The majority of end users will not qualify as swap dealers.[3]  With respect to the major swap participant definition, the regulators’ stated focus is to identify swap market participants that “do not cause them to be dealers, but could still pose a high degree of risk to the U.S. financial system.”[4]  If the proposed rules on these definitions are adopted without major change, few end users will clear this high bar.  The proposed definition is premised on whether the entity in question maintains a substantial position in major categories of swaps[5] and whether its swaps create substantial counterparty exposure that could have serious adverse affects on the financial stability of the U. S. banking system or financial markets.  An additional prong of the major swap participant test covers any financial entity that is highly leveraged relative to the amount of capital it holds and that is not subject to capital requirements established by the appropriate Federal Banking agency and that maintains a substantial position in swaps.[6]

Tests for what constitutes a “substantial position” are based on uncollateralized exposure or potential future exposure.  Uncollateralized exposure is, simply put, mark-to-market exposure a counterparty may have to an end user, for which the end user has not posted collateral.[7]  Potential future exposure is measured by taking into account total notional principal amount of positions adjusted using a multiplier that takes into account the type of swap and remaining duration of the swap.[8]  The thresholds for what constitutes a substantial position are very high:  a daily average of $1 billion for most swap categories and $3 billion for rate swaps.[9]  In all likelihood these thresholds will capture only the very largest of high volume end users.  Similarly, the “substantial counterparty exposure” prong of the major swap participant test looks at uncollateralized exposure and potential future exposure, but across all categories of swaps.  For swaps, thresholds are $5 billion for uncollateralized exposure and $8 billion for combined uncollateralized and potential future exposure.[10]  For security-based swaps, thresholds are $2 billion for uncollateralized exposure and $4 billion for combined uncollateralized and potential future exposure.[11]  For the final prong, the definition of financial entity is broad and captures private investment funds.[12]  The regulators have not yet given clarity on what constitutes “highly leveraged” and have proposed ratios of 8 to 1 and 15 to 1 with respect to an entity’s total liabilities to equity at the close of business on the last business day of the applicable fiscal quarter.[13]

The Clearing Requirement.  Title VII requires swaps to be centrally cleared.[14]  The transition to central clearing marks a major change for end users who currently trade swaps over-the-counter (“OTC”).  An end user to an OTC swap faces its counterparty directly.  The documentation governing this relationship creates a bilateral credit relationship so both end user and dealer alike are able make demands for payments or collateral from the other and also to call one another in default if either party fails to perform its obligations.  Central clearing creates one central counterparty to all swap transactions, the clearinghouse.  Most end users do not face the clearinghouse directly, however, but through a clearing member that is typically a bank affiliate (a registered futures commission merchant, broker, dealer or security-based swap dealer).[15] Unlike the OTC regime where an end user faces its counterparty directly, with a centrally cleared trade, the end user enters into a trade with an executing dealer, the trade is reported to the clearinghouse and if neither the end user or executing dealer has exceeded any clearinghouse imposed trading limits, the trade is accepted for clearing by the end user’s clearing member.  The clearing member then acts as the end user’s agent facing the clearinghouse.  To the extent the clearinghouse calls for margin on the end user’s trade, the call will be made to the end user’s clearing member and passed on to the end user.  If the end user is owed margin on a trade, the margin will be paid out to the end user’s clearing member who will in turn pass through the margin payment to the end user.
-- -- --
**GOAL**
List every dollar amount that the passage on swap regulation gives as a threshold, in the order they appear. The material after this point is separate from the passage on swap regulation.

**ENTRIES**
-- -- --
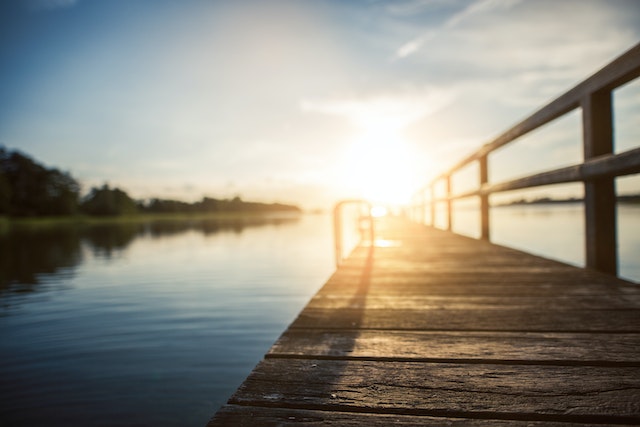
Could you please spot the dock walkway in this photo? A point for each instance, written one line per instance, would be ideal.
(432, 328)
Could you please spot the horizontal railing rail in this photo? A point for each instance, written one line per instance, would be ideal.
-- -- --
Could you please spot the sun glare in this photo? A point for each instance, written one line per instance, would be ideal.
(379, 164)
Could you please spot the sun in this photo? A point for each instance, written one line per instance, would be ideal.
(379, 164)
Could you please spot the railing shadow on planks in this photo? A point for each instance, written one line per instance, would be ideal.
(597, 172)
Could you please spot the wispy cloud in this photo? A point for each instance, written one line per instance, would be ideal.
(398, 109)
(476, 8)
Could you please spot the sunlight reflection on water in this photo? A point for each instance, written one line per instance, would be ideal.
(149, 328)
-- -- --
**EXERCISE OUTPUT**
$1 billion, $3 billion, $5 billion, $8 billion, $2 billion, $4 billion